───── Supplied material
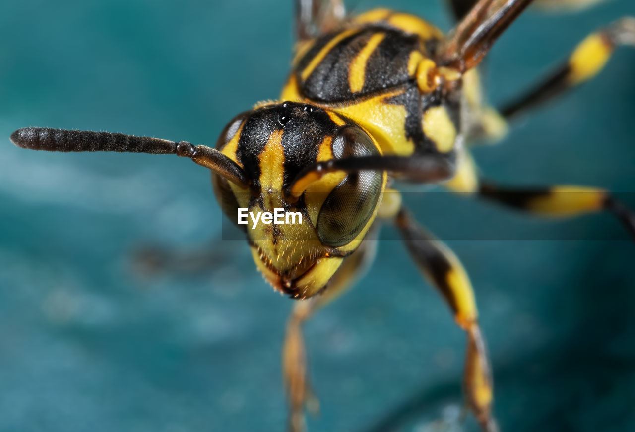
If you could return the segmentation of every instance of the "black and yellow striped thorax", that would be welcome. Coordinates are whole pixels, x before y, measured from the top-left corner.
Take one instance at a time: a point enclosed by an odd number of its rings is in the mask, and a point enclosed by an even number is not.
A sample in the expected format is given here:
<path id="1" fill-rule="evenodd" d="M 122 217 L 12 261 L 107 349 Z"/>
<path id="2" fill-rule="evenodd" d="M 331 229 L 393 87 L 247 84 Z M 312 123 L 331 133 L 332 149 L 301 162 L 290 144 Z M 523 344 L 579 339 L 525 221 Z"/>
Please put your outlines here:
──────────
- Stated problem
Please format every line of the data above as a numbered list, skipping blank lines and leaving out the pictures.

- Result of the exercise
1. If you could return the segmentation of every instance of the "black and yellow striped thorax", that would be welcome. Coordinates are whole pixels, x before y, measured from the top-left corner.
2. Take one instance at a time: a point enclosed by an odd number of its rings is in the mask, and a point enclosed by an even number is not.
3. A sample in the expected format is given here:
4. <path id="1" fill-rule="evenodd" d="M 122 217 L 12 261 L 107 349 Z"/>
5. <path id="2" fill-rule="evenodd" d="M 331 229 L 393 87 L 247 84 Z M 312 123 L 331 133 L 332 149 L 301 162 L 290 144 Z M 523 344 L 579 339 L 525 221 Z"/>
6. Please put your outlines here:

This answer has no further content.